» SHORT TASK
Reproduce word for word the lines from the one containing "Confirm every instance of the crowd" through the end of the records.

(Lines from a point annotation set)
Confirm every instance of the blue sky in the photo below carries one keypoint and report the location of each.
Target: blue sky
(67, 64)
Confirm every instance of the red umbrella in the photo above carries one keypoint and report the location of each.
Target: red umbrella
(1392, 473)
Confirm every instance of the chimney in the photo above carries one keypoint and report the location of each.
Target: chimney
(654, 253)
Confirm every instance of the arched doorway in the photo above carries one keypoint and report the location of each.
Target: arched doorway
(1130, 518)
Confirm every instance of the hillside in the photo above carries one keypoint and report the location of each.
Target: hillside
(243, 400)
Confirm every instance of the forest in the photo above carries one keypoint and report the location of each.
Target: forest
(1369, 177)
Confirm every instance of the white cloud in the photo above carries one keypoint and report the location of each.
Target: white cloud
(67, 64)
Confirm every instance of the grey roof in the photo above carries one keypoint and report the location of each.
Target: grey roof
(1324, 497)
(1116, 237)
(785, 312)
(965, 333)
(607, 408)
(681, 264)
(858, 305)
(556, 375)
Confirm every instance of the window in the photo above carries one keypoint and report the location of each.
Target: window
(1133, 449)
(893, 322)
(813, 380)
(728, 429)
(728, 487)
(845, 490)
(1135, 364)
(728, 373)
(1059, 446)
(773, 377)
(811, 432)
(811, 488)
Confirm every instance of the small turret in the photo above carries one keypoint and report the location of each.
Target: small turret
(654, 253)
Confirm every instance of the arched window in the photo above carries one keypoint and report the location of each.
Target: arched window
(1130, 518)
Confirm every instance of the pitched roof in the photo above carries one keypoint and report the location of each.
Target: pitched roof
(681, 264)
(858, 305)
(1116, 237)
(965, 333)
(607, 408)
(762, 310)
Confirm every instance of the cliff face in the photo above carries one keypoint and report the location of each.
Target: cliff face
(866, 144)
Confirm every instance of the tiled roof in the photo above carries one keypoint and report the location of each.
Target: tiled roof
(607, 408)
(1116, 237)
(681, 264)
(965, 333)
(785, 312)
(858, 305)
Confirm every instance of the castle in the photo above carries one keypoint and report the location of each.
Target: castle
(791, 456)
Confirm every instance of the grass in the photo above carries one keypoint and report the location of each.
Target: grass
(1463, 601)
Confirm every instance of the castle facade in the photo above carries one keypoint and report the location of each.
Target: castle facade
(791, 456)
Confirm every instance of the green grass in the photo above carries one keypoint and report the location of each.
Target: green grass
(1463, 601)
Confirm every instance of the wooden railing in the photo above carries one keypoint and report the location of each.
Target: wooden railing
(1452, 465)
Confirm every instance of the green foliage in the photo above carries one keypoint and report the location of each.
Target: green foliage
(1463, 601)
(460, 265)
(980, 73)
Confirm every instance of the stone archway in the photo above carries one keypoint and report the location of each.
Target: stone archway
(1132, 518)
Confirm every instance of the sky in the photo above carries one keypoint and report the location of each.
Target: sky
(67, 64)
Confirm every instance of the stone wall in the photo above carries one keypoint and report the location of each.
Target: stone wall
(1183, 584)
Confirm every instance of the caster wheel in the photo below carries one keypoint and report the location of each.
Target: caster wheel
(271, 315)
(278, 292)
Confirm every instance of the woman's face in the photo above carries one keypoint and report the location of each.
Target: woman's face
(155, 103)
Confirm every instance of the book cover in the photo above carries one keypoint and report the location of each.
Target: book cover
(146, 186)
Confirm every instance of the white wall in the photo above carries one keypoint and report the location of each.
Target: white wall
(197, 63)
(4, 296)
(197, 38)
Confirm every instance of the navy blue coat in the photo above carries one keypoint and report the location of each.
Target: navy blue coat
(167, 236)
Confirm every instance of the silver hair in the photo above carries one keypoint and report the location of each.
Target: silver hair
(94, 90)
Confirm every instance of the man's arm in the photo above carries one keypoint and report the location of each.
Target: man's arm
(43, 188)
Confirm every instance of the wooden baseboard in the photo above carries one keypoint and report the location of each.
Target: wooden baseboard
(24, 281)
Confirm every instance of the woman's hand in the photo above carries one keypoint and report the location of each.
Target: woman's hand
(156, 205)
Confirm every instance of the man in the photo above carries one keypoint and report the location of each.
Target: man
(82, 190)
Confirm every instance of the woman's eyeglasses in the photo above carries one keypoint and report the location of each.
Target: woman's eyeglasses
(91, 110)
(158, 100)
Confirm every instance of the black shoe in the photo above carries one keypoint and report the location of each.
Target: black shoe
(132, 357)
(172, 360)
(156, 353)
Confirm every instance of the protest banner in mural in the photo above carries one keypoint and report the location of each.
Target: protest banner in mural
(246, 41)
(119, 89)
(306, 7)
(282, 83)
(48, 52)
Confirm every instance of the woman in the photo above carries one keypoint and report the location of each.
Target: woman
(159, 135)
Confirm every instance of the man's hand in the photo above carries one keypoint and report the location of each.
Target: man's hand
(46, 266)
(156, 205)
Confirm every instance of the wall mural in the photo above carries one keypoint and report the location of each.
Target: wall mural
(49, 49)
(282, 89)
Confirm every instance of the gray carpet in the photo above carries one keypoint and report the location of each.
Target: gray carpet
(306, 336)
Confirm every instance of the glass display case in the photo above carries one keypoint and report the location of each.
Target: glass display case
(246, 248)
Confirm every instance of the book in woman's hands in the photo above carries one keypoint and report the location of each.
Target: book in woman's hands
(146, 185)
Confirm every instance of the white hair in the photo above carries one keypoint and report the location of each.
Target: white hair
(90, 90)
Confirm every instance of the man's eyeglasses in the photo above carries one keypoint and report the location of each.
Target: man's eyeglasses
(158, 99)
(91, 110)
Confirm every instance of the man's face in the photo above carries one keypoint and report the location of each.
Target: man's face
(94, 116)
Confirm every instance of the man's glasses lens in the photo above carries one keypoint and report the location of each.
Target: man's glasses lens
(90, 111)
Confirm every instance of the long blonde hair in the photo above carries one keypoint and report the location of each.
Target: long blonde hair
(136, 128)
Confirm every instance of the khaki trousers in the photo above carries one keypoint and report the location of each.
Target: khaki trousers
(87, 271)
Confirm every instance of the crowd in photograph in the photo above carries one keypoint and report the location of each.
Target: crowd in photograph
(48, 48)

» RESULT BELOW
Confirm every instance of the crowd in photograph in the photo above carries one keypoint and report the location of each.
Target: crowd in photograph
(48, 48)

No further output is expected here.